- [Exercise prompt] Can you gather and copy every line of the records below that contains the word "spectator"?

- [Data in this exercise]
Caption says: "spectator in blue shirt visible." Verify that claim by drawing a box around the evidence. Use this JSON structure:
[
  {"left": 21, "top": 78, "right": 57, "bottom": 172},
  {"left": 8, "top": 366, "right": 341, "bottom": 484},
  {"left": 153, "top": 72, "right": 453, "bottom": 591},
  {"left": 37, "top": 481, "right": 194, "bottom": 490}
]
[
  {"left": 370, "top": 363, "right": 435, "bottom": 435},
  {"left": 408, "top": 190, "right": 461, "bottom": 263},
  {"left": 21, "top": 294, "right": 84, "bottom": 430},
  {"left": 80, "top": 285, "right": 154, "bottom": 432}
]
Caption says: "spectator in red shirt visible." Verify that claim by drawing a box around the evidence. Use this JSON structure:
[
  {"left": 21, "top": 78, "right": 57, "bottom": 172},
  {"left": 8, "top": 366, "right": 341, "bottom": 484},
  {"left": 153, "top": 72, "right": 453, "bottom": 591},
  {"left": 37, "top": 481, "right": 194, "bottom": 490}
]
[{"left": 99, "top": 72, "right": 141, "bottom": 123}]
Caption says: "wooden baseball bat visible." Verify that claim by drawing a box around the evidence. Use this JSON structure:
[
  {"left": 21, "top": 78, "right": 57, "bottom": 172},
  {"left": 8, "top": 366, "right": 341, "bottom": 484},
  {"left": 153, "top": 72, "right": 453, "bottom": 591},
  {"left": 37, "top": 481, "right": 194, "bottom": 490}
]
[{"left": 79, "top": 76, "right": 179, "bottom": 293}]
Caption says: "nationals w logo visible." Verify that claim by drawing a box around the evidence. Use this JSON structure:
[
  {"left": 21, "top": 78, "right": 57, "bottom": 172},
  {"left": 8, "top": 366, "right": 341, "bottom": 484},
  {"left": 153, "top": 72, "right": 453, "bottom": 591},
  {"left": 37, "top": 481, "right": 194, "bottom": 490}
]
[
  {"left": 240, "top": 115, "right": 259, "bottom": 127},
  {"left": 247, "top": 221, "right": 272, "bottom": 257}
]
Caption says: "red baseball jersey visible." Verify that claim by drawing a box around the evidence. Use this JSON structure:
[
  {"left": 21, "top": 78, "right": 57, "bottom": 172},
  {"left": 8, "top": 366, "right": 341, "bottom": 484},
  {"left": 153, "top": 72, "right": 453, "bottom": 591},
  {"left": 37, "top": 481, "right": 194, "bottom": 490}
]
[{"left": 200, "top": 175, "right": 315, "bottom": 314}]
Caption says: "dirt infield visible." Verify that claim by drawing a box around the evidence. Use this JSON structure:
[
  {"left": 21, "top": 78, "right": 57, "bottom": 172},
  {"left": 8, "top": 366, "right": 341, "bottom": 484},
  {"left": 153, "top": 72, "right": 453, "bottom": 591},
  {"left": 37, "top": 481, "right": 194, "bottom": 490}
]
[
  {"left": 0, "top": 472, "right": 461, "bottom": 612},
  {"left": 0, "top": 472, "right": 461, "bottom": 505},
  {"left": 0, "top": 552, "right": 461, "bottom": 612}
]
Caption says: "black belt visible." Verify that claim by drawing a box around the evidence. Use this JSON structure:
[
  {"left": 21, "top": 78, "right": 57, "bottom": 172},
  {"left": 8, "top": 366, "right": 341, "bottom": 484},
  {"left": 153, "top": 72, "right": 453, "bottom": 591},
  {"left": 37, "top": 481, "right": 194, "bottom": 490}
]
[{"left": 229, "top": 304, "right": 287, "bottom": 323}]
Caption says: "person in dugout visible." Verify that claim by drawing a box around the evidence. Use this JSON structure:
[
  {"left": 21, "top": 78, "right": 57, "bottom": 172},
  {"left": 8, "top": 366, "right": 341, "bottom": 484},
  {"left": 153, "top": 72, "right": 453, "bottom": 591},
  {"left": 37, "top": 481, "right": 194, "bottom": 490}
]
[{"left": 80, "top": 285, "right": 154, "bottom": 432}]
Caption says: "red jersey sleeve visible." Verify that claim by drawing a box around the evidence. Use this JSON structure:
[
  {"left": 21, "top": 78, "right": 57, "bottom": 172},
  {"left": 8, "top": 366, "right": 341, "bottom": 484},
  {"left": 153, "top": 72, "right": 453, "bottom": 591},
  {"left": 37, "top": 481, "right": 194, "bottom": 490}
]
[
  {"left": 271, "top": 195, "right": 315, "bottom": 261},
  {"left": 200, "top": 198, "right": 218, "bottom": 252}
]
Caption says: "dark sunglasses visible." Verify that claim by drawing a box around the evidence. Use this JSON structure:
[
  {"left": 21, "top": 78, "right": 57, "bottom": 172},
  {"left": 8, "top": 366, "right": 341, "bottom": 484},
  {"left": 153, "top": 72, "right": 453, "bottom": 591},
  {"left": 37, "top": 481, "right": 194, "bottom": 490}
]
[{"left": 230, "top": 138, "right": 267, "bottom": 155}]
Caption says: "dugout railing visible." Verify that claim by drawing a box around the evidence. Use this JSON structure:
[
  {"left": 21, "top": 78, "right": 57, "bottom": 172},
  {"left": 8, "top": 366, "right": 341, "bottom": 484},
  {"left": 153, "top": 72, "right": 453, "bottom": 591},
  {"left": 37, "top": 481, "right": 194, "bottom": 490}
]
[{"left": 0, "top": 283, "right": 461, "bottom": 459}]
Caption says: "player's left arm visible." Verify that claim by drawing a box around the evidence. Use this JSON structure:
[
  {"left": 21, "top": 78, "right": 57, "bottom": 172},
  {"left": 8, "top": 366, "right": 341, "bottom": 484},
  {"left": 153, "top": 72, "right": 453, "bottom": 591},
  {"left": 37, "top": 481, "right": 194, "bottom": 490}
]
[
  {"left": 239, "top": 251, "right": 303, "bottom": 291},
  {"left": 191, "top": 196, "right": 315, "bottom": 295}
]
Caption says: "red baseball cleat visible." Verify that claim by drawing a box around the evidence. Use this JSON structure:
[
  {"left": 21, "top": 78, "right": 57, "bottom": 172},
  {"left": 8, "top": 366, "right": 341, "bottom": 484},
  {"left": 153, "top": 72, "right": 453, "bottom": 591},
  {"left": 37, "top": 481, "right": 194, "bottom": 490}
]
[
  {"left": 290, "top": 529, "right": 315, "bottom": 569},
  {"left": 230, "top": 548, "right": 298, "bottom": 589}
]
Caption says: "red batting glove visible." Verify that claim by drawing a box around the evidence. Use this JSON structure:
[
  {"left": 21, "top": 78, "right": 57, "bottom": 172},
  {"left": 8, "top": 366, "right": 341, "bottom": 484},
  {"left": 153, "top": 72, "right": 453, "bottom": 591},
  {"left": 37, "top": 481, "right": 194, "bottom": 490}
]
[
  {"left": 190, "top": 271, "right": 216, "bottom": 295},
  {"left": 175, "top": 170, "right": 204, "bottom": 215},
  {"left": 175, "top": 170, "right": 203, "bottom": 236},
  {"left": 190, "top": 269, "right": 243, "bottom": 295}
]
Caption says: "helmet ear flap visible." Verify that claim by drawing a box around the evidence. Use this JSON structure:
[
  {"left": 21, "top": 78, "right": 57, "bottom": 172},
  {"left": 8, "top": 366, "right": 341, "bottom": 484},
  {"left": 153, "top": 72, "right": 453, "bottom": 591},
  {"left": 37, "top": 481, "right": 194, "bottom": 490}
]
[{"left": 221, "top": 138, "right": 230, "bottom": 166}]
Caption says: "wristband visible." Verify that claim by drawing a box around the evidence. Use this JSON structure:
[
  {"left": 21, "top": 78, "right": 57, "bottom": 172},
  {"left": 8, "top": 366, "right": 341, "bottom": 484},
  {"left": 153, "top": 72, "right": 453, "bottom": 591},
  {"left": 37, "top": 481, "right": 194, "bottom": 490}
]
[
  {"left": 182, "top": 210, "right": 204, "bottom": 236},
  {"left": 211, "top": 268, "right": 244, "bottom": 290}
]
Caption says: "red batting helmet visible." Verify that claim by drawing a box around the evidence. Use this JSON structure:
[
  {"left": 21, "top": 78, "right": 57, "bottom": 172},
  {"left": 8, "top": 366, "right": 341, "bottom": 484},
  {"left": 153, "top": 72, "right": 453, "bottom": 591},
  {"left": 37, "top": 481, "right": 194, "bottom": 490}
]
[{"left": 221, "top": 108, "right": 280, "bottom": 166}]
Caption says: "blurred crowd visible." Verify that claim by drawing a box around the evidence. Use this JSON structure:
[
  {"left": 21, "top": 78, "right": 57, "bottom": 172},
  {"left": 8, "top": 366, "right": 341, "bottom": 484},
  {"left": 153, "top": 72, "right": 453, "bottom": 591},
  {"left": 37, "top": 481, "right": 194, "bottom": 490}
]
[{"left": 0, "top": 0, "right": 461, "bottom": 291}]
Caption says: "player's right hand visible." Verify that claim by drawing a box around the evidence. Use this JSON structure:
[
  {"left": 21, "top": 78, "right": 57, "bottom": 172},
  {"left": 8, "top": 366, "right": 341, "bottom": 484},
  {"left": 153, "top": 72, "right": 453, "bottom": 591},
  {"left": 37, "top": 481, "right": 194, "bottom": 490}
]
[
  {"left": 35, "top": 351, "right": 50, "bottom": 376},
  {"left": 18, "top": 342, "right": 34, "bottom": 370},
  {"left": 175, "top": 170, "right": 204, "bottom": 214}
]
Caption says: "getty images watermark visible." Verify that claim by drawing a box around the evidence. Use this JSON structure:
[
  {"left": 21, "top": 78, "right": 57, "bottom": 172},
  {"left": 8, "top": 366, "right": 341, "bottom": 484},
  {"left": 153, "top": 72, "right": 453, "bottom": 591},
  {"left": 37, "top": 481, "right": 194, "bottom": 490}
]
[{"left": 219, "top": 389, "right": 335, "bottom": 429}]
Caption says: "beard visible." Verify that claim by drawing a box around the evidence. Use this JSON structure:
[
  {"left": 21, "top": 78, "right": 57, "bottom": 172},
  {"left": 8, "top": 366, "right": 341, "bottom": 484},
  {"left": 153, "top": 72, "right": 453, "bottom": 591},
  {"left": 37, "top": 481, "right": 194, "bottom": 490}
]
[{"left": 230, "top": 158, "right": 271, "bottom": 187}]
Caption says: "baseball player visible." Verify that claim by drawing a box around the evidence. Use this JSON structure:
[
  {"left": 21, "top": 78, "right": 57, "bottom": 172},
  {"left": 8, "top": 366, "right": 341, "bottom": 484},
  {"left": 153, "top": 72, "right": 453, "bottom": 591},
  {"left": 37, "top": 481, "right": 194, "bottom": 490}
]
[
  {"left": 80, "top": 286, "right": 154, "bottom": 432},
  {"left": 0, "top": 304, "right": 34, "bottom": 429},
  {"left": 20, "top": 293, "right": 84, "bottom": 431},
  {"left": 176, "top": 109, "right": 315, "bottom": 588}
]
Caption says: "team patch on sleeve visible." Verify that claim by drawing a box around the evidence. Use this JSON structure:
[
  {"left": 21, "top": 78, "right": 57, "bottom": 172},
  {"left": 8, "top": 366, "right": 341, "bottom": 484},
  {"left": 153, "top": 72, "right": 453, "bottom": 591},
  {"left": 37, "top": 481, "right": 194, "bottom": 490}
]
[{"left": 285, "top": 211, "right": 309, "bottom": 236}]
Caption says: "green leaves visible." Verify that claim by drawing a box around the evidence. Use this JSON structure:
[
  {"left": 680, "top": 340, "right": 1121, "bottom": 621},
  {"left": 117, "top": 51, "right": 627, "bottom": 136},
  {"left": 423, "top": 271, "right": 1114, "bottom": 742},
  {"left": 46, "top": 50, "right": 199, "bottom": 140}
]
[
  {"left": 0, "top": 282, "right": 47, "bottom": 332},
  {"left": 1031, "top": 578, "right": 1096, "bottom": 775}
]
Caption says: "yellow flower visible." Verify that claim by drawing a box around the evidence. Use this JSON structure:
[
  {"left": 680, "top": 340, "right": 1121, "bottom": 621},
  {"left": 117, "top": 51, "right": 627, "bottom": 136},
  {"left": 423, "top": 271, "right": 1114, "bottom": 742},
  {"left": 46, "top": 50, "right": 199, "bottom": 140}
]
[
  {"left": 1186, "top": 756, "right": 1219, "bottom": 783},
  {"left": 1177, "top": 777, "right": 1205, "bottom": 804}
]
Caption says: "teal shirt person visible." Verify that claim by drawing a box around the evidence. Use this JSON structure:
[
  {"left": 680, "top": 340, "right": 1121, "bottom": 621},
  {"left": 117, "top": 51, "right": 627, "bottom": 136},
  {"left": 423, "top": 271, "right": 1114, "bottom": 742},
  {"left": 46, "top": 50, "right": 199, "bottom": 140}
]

- [Answer]
Caption says: "spectator in blue shirt visible." Verify that claim by drawing a box around the evidence. Use this JSON structure:
Caption says: "spectator in red shirt visible." Verify that claim by drawing a box around the evidence. Use this JSON structure:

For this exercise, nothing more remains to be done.